What you are asked to do:
Could you rescale the listing below, from the line containing "wing in the photo above." through its end, giving those lines again with the requests included and every x and y coordinate in the answers multiplied by 0.85 and rounded to a whole number, halves rounding up? Return only those lines.

Data section:
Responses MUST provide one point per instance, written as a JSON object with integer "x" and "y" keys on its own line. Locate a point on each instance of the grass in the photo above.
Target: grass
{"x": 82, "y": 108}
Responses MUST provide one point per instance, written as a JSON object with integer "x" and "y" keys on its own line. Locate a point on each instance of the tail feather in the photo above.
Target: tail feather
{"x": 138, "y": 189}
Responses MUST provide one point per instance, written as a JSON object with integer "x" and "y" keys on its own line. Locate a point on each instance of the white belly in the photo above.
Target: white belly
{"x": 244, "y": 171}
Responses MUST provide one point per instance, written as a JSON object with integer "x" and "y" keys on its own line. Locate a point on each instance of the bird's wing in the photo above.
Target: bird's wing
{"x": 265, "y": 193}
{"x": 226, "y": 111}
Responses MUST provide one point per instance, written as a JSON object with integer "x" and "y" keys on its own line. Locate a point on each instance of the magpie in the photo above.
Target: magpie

Full solution:
Responses MUST provide one point per instance, written as a JSON object with integer "x" and "y" keys on its own line. Locate a point on each instance of the bird's wing in the photo above.
Target: bird's wing
{"x": 225, "y": 164}
{"x": 192, "y": 94}
Responses MUST provide one point per instance, written as a JSON object with integer "x" and "y" keys on its own line. Locate a point on each instance of the magpie in the photo above.
Target: magpie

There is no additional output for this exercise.